• _Text provided_:
** Begin **

Following the launch of the world’s most advanced weather radar in Oklahoma, Meteorological Technology International looks at how radar technology has improved over the years and finds out what innovations hold immense promise for the future.
Radar technology has been used for decades to support weather monitoring and forecasting, and over the years its capabilities have gone from strength to strength. Even so, the technology has not yet reached its full potential, with researchers continuing to look at new ways to expand its capabilities, and meteorologists are excited to see what the future has in store.
“Any improvements to radar technology that would provide better detection of rainfall, wind and associated improvements with quantitative precipitation estimation (QPE) would provide immense benefits for prediction and provide warnings of severe weather,” comments Sinéad Duffy, radar meteorologist at Ireland’s Met Éireann.
The advance of radar tech
Historically, radar design has been based on reflector or dish antennas that move mechanically to scan the atmosphere. In the 2000s came the development of dual polarization, which enables hydrometeor classification. The move from magnetron-based transmitter to solid-state transmitter technology (SSTX) is another important change, notes Duffy, who believes it will improve system reliability, reduce lifecycle costs and enable the development of new measurement and signal processing methods.
“SSTX is currently under test in European national meteorological services, where nearly all operational weather radar networks currently use magnetron transmitters,” says Duffy. “We’re keeping up to date with this changing area and are interested to see progress in the challenges with SSTX weather radar systems compared with those that are magnetron-based. One of these is the protection against radio local area network (RLAN) interference in the 5GHz frequency band.
“RLAN devices may not be so easily able to detect the weather radar signal due to the different pulse characteristics of SSTX weather radar systems. RLAN interference to weather radar operations is not an insubstantial challenge, and it requires significant human resources in national meteorological services to monitor, liaise with national radio authorities and participate in radio frequency management,” Duffy adds.

** End **

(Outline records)

** Begin **

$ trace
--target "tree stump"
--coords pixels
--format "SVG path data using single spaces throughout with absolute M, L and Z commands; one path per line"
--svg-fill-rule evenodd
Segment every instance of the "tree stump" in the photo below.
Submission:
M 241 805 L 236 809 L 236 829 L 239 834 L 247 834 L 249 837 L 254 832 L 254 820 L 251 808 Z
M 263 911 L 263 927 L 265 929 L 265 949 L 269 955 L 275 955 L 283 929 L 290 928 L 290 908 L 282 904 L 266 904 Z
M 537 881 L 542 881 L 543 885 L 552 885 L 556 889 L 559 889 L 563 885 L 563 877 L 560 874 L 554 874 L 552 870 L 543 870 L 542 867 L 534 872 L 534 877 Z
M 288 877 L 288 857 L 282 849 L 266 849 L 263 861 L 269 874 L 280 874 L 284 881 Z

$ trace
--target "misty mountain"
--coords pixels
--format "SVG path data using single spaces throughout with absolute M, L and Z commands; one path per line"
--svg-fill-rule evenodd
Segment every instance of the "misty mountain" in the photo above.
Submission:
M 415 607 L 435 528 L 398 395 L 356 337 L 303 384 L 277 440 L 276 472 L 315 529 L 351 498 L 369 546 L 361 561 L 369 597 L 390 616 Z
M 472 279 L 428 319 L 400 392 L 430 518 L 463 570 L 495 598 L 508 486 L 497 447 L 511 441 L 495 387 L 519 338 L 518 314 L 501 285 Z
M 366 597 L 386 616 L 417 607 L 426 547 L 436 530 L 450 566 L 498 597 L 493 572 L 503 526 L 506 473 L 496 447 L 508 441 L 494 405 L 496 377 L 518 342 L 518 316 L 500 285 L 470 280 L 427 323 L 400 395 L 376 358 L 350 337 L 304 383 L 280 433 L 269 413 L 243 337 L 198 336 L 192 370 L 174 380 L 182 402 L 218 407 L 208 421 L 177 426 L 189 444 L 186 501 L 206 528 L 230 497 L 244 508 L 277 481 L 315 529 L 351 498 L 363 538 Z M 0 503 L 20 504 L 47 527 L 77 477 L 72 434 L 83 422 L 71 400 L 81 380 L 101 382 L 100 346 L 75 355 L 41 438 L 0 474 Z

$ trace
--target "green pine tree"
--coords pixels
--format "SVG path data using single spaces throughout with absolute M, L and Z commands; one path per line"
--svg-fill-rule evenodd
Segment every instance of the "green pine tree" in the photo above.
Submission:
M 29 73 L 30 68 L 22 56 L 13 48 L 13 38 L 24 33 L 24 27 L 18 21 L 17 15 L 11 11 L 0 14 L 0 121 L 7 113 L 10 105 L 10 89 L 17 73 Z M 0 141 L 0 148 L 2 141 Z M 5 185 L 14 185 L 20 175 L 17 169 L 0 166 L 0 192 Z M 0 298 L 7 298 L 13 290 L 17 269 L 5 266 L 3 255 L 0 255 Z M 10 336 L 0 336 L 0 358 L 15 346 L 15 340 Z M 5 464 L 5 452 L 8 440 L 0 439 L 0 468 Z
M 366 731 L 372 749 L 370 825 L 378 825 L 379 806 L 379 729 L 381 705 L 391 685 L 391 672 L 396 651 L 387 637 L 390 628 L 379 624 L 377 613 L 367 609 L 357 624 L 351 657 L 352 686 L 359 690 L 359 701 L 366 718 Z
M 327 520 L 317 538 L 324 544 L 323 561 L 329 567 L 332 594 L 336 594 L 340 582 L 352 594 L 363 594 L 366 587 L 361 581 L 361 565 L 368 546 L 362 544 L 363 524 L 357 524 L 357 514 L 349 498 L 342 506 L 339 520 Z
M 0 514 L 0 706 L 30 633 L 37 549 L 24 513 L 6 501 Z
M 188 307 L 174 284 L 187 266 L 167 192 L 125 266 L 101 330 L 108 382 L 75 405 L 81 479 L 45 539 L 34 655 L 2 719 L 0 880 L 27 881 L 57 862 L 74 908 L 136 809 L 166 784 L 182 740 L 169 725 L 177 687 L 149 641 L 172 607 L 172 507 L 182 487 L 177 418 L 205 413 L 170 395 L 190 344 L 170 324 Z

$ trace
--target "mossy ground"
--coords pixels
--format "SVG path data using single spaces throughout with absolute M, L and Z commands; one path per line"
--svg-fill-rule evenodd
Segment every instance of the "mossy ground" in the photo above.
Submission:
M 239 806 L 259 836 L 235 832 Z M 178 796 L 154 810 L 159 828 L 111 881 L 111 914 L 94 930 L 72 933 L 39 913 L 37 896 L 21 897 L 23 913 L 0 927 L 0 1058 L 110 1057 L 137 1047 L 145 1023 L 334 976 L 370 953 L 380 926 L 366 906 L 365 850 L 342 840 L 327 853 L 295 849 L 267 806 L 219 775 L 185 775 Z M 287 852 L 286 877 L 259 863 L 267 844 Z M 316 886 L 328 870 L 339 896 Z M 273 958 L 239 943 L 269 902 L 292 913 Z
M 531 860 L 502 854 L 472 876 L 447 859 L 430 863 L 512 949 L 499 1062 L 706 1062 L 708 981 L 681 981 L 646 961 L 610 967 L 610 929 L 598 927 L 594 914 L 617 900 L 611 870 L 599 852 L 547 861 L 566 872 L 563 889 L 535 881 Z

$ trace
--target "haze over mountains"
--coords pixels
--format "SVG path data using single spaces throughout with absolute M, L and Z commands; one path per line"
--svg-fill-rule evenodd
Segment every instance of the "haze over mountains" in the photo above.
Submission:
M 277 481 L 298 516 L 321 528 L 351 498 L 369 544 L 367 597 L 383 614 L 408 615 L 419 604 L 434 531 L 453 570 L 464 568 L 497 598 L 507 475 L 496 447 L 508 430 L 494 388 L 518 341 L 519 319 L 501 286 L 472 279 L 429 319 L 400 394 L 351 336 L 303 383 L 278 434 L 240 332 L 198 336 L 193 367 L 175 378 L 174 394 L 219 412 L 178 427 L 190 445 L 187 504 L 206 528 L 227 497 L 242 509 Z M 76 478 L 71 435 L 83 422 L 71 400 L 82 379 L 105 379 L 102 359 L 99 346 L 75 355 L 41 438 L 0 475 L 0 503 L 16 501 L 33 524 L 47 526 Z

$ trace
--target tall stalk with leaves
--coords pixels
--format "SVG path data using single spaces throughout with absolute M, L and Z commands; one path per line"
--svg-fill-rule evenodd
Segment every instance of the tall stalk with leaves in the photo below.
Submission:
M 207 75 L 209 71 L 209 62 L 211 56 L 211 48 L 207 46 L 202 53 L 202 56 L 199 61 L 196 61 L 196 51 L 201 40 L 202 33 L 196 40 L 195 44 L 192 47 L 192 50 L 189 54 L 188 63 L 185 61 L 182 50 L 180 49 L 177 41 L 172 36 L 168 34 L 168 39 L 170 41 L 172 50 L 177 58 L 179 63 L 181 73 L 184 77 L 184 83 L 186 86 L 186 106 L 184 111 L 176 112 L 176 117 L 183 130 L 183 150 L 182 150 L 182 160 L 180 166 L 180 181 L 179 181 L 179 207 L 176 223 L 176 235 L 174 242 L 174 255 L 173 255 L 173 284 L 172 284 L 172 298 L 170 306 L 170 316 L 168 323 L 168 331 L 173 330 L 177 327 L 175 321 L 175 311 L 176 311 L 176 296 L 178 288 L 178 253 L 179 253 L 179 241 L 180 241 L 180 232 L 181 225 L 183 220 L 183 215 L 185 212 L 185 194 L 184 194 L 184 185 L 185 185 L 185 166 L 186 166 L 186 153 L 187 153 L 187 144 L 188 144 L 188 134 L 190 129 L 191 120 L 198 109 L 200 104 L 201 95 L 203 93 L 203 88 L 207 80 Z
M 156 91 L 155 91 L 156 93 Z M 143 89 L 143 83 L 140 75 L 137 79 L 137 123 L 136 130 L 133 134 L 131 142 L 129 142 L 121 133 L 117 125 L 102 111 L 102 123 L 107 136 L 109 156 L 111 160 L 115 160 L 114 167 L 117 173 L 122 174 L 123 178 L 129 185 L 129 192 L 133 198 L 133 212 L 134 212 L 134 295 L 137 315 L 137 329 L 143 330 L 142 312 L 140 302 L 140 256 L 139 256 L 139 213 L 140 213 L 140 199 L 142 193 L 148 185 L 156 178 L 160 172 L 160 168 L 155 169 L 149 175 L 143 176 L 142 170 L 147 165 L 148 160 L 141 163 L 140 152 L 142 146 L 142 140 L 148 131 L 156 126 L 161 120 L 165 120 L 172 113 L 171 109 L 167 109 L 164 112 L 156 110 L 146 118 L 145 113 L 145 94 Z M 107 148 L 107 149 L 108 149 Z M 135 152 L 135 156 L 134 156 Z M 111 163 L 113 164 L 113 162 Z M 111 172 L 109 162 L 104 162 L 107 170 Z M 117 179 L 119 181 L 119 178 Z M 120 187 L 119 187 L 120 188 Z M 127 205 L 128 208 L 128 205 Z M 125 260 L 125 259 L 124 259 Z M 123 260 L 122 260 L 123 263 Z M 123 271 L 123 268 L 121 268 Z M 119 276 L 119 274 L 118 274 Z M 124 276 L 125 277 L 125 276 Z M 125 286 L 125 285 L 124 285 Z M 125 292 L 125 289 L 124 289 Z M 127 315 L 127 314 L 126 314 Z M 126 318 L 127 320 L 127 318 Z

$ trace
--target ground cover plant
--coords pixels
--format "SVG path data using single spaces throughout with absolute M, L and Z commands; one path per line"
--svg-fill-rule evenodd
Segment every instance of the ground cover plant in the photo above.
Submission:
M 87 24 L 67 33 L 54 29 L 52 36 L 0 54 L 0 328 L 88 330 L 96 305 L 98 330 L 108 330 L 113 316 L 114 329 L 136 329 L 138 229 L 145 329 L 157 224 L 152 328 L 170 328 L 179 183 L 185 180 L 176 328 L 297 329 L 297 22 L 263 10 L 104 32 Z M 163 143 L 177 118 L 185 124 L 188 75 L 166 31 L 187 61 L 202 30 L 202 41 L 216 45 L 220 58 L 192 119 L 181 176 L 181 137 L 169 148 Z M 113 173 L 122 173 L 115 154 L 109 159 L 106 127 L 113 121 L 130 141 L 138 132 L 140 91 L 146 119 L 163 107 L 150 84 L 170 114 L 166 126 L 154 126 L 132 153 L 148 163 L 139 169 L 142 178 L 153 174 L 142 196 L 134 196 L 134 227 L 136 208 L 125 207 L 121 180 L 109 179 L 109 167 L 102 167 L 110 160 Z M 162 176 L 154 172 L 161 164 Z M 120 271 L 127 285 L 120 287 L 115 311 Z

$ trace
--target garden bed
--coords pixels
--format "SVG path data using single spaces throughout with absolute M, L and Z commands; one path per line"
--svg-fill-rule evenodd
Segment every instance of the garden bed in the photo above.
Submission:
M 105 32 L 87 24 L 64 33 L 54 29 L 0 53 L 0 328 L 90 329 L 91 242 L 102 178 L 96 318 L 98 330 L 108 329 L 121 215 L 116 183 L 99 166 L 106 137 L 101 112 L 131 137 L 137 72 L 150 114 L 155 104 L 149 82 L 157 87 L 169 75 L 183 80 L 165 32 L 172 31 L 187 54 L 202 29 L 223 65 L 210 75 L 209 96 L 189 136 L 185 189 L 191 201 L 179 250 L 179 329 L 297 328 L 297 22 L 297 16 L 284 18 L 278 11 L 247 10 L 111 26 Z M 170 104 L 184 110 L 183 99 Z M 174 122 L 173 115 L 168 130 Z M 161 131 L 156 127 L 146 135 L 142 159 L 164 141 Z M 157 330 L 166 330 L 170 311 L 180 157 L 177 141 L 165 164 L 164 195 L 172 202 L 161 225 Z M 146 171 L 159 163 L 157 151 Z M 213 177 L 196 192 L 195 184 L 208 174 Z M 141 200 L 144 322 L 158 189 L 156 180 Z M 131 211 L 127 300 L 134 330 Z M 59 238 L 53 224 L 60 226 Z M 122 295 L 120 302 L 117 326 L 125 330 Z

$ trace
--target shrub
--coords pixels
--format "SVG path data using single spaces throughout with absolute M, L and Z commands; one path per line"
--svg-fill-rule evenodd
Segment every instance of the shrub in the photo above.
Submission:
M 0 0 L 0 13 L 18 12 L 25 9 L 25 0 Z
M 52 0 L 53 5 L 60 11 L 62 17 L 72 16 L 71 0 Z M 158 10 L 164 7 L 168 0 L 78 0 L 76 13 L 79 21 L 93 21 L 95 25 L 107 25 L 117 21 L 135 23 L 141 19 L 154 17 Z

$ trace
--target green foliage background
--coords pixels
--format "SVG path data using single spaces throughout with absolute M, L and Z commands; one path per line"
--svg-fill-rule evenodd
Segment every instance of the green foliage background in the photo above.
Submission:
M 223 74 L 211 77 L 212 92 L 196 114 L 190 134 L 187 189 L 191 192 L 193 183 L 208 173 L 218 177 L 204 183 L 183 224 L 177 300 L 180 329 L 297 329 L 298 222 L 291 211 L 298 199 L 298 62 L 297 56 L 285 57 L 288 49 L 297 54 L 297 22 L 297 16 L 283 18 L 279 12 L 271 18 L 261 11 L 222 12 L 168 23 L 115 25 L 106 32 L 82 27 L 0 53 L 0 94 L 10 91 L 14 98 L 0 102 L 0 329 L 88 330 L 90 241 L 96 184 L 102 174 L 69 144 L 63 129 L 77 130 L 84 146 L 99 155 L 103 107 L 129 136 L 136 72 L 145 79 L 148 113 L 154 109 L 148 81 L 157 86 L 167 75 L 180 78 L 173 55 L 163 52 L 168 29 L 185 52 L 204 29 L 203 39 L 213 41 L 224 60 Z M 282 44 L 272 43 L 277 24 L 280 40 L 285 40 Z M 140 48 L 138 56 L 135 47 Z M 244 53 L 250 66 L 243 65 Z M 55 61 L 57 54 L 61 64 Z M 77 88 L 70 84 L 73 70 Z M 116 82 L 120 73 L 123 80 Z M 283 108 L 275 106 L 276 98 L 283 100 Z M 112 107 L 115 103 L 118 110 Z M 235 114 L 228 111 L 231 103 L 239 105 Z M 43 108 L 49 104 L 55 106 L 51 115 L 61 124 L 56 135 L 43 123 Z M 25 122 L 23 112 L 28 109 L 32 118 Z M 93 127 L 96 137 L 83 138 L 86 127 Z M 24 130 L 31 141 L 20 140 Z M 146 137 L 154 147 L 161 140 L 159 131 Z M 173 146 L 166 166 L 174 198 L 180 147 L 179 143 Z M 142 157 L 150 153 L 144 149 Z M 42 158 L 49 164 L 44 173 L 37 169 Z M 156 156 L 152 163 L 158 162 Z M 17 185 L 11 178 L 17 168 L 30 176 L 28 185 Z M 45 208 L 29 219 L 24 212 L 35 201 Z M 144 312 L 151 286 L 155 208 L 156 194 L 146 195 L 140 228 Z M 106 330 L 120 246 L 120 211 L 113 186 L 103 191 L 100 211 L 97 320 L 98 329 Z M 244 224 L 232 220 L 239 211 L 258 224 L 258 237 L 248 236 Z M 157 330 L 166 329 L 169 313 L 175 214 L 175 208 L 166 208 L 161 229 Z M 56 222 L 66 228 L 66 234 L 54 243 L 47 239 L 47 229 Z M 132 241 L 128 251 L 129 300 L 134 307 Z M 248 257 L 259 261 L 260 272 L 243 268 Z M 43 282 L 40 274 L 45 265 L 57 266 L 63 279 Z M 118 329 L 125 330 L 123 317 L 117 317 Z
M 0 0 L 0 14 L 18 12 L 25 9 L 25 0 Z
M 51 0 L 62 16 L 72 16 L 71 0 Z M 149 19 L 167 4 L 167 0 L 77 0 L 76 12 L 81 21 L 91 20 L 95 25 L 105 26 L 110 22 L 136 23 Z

** End **

• _Complete the following_:
1. Set down the passage of the weather radar article from "Radar technology has been" to "Ireland’s Met Éireann." word for word.
2. Resume the weather radar article after its last sentence, carrying it forward in the same style.

• _Answers below_:
1.
Radar technology has been used for decades to support weather monitoring and forecasting, and over the years its capabilities have gone from strength to strength. Even so, the technology has not yet reached its full potential, with researchers continuing to look at new ways to expand its capabilities, and meteorologists are excited to see what the future has in store.
“Any improvements to radar technology that would provide better detection of rainfall, wind and associated improvements with quantitative precipitation estimation (QPE) would provide immense benefits for prediction and provide warnings of severe weather,” comments Sinéad Duffy, radar meteorologist at Ireland’s Met Éireann.

2.
“We have plans to research hail detection using radar data and possibly develop short-timescale hail forecasts.”
Sinéad Duffy, Met Éireann
Praise be to Horus
Radar experts such as David Schvartzman, assistant professor at the University of Oklahoma’s School of Meteorology and affiliated with the Advanced Radar Research Center (ARRC), believe we’ve reached the limit of what can be achieved with reflector/dish antenna technology, noting that there are some severe convective storms that evolve much faster than these dishes can observe. “We normally get volume updates on the order of five minutes or so with dish antenna radar, but we now need technology that can scan much faster,” Schvartzman explains.
Researching new possibilities, Robert Palmer, professor in meteorology and the ARRC’s executive director, and his team came across phased-array radar technology, which had been initially developed for military applications in the 1970s. This uses an arrangement of thousands of antenna elements, which can be excited individually, enabling users to steer the scanning beam in different directions electronically.
From this concept, the ARRC team, led by Palmer, developed what they call the world’s first all-digital polarimetric phased-array weather radar, which makes use of dual-polarization and digital phased-array technologies to provide broad scans of the skies and atmosphere every 15-30 seconds. “Meteorologists will see images that look like watching an actual movie of the storm,” Schvartzman enthuses.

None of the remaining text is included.